PROBLEM.
Please count the lines below that contain the word "shirt", and reply with that number alone.

DATA SECTION.
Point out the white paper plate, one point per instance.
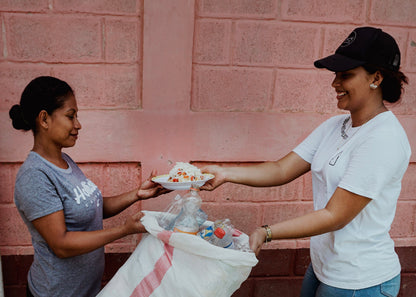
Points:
(163, 180)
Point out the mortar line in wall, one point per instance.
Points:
(3, 29)
(52, 63)
(253, 66)
(140, 74)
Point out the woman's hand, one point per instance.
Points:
(134, 225)
(149, 189)
(218, 180)
(256, 240)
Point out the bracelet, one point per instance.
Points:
(268, 233)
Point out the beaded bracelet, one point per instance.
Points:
(268, 233)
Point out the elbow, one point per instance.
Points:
(61, 253)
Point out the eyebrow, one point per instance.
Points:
(71, 110)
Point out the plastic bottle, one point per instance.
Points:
(168, 218)
(222, 238)
(187, 220)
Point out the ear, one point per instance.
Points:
(378, 78)
(43, 119)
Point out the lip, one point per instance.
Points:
(340, 94)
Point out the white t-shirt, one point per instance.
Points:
(370, 162)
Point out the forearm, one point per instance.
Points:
(269, 174)
(311, 224)
(259, 175)
(116, 204)
(75, 243)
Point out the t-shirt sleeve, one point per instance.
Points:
(308, 147)
(373, 165)
(36, 195)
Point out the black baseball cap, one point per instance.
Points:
(365, 45)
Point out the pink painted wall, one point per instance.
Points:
(160, 81)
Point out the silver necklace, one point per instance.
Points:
(344, 134)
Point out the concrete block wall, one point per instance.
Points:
(161, 81)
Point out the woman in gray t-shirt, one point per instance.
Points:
(62, 209)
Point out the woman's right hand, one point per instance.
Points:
(134, 225)
(218, 180)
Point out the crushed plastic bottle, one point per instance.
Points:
(222, 238)
(168, 218)
(187, 220)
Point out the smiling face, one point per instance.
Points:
(63, 124)
(352, 87)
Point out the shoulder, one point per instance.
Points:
(387, 136)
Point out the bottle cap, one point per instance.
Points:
(219, 232)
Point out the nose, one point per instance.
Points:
(77, 124)
(336, 81)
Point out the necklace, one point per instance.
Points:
(344, 134)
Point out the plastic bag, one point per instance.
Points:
(166, 264)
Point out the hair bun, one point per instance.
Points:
(18, 121)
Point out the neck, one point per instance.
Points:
(50, 152)
(360, 118)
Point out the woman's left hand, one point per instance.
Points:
(257, 239)
(149, 189)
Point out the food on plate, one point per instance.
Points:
(185, 172)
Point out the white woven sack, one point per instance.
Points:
(168, 264)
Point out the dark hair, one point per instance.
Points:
(43, 93)
(392, 84)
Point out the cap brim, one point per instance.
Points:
(337, 63)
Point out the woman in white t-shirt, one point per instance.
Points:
(357, 162)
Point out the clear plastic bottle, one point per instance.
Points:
(222, 238)
(187, 220)
(168, 218)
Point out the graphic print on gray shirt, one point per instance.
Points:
(41, 189)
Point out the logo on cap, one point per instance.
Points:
(350, 39)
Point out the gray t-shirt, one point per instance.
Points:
(41, 189)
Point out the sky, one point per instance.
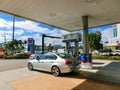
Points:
(25, 29)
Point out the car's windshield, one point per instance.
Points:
(64, 55)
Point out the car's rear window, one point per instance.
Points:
(64, 55)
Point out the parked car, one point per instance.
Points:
(34, 56)
(54, 63)
(116, 52)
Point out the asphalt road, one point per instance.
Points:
(6, 65)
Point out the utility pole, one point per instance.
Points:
(4, 39)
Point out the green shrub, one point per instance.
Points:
(18, 56)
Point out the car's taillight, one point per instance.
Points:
(68, 62)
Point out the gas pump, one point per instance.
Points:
(71, 41)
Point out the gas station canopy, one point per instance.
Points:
(65, 14)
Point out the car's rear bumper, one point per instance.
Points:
(67, 69)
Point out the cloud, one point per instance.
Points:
(31, 26)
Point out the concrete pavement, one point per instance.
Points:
(104, 73)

EXPECTED OUTPUT.
6